→ **Problem to solve**
Please copy the material below word for word, but leave out the pictures.

=== Material ===

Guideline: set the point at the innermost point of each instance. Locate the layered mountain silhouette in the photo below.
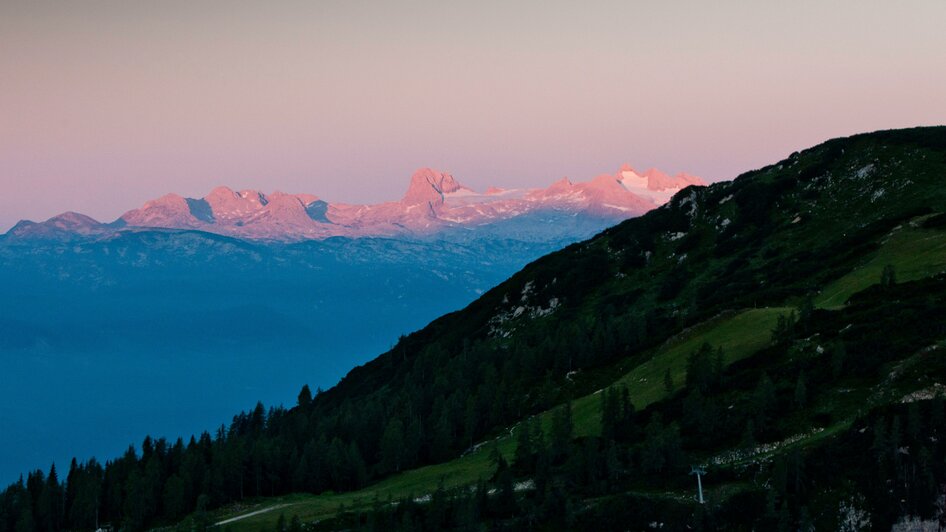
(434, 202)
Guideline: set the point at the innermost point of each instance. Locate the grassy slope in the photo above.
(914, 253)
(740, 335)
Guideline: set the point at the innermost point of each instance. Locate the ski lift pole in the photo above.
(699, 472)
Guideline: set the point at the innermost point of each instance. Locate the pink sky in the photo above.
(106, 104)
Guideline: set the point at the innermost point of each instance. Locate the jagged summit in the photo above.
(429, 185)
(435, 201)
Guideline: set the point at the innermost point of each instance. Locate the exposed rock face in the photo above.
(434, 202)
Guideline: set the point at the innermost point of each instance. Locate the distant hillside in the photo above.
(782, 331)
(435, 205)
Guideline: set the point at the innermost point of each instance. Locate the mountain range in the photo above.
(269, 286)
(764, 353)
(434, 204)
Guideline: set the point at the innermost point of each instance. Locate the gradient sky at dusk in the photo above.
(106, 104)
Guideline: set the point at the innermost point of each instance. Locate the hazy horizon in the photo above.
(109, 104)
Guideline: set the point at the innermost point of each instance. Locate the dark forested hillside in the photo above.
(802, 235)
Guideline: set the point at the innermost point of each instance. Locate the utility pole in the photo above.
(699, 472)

===

→ **Final result**
Guideline: set the point at the innermost point of each instance. Locate the layered mountain silhouette in the photo below.
(434, 202)
Guideline: set the point at the innermost point of each instance. Locate the grassy slope in the photo above.
(914, 253)
(740, 335)
Guideline: set the point at the innermost point of each instance. Locate the ski lift pole in the photo above.
(699, 472)
Guideline: set the point at the innermost point of each instance. Locate the pink sky in the photo above.
(106, 104)
Guideline: set the point at the innermost point of each instance. Locate the jagged summit in the photo above.
(429, 185)
(435, 201)
Guideline: set the point at the innermost point of each instance. Locate the exposed rock face in the photo above.
(434, 202)
Guideline: set the point at the innermost point of each instance. Locate the distant hillside in the photo above.
(782, 331)
(435, 205)
Guideline: set the point at the innermost point of each instance. Locate the mountain range in the photo above.
(269, 286)
(764, 353)
(434, 204)
Guideline: set the point at the innermost point of each instance. Locate the gradient sky at dusk in the photo above.
(106, 104)
Guideline: set the point at the innermost point of each instance. Locate the hazy horizon in the photo above.
(109, 104)
Guideline: set the point at the innermost point of each instance. Locate the dark forested hillside in the photo above.
(802, 235)
Guideline: set the point at the innermost point of each instance. Locate the utility pole in the photo above.
(699, 472)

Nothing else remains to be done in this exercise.